EXERCISE. Output every line of the data exactly as it appears.

# START OF EXTRACTED MATERIAL

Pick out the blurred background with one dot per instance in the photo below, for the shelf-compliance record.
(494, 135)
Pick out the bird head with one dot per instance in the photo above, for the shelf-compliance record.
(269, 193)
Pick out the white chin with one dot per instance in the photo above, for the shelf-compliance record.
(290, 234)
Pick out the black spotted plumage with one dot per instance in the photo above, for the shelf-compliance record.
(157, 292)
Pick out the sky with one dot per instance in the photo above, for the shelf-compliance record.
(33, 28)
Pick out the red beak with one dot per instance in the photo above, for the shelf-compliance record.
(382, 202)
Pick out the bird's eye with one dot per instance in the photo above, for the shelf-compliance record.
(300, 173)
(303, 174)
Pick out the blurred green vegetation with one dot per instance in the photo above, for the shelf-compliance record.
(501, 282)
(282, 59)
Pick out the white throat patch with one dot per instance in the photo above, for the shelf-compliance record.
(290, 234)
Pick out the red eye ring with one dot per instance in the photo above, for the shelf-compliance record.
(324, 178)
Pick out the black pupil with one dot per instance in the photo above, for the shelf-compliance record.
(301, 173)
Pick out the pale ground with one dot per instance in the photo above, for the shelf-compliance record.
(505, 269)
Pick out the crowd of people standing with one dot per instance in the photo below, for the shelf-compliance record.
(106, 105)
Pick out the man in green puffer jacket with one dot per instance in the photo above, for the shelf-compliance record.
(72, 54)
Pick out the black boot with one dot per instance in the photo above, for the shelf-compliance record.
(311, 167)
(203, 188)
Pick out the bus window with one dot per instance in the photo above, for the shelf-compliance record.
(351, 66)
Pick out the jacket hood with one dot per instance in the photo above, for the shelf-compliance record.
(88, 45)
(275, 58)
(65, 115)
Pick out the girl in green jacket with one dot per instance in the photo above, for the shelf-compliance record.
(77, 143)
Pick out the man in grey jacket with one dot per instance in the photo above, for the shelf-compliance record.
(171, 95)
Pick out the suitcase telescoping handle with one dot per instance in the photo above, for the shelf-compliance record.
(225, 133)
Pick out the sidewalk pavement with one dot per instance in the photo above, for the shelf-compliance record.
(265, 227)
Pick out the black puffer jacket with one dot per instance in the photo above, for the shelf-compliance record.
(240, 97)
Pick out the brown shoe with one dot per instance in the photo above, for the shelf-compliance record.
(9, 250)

# END OF EXTRACTED MATERIAL

COMPLETED EXERCISE.
Pick out the blurred background with one dot per instance in the photo below, for the shelf-compliance record.
(494, 135)
Pick out the bird head with one dot per instance in the photo above, for the shelf-compliance record.
(269, 193)
Pick out the white chin with one dot per instance in the photo above, for the shelf-compliance record.
(290, 234)
Pick out the black spotted plumage with one dot per instance in the photo above, for the shelf-compliance record.
(157, 292)
Pick out the sky with one dot per instance in the photo above, for the shelf-compliance record.
(33, 28)
Pick out the red beak with one dot per instance in the photo above, for the shelf-compliance record.
(382, 202)
Pick out the bird's eye with one dot per instance in the photo above, for the shelf-compliance record.
(300, 173)
(303, 174)
Pick out the blurred green vegetation with one dot per instance in the photo above, for the shelf-compliance record.
(501, 282)
(282, 59)
Pick out the white throat patch with one dot per instance in the photo above, for the shelf-compliance record.
(290, 234)
Pick out the red eye ring with one dot per instance in the photo above, for the shelf-compliance record.
(324, 178)
Pick out the black pupil with one dot per instance in the photo above, for the shelf-compliance record.
(301, 173)
Pick out the pale ground with one dot per instance in the photo above, for the shelf-compliance record.
(505, 269)
Pick out the crowd of people standing with one dot per instance in the photo below, for the shelf-compliance record.
(106, 105)
Pick out the man in green puffer jacket with one dot per instance in the photo above, for the shelf-compliance record.
(72, 54)
Pick out the black boot with one dot per instance in the photo above, for the shelf-compliance record.
(311, 167)
(203, 188)
Pick out the bus window with one dot per instance in the photo above, for the shelf-compliance record.
(351, 66)
Pick out the jacket hood with one dot per instance in the photo above, for the shelf-compliance record.
(88, 45)
(275, 58)
(65, 115)
Pick out the girl in green jacket with one dot per instance in the photo above, for the shelf-compliance record.
(77, 143)
Pick out the man in grey jacket with one dot per instance in the photo above, for the shelf-compliance record.
(171, 95)
Pick out the suitcase telescoping handle with one dot per instance in the photo above, for the shelf-compliance record.
(225, 133)
Pick out the sidewalk pavement with one dot per instance in the photo above, for the shelf-compliance record.
(265, 227)
Pick out the black puffer jacket with one dot per instance in the photo above, for the shelf-compliance record.
(240, 97)
Pick out the brown shoe with one dot per instance in the photo above, for the shelf-compliance record.
(9, 250)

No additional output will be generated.